──────── ENTRIES PROVIDED ────────
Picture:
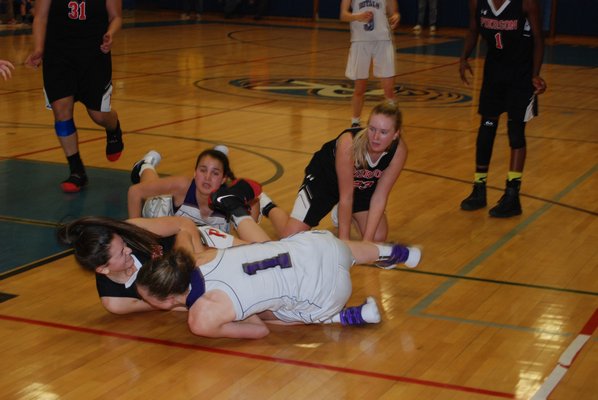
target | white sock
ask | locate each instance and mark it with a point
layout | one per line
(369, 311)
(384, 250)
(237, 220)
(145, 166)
────────
- **WHAT IS ASKED**
Reproduce every record above exactly, omitting the pictures.

- **TASK RESULT**
Picture:
target | white sock
ask | locate each instance and mark it with a point
layout | one per line
(369, 311)
(384, 250)
(237, 220)
(145, 166)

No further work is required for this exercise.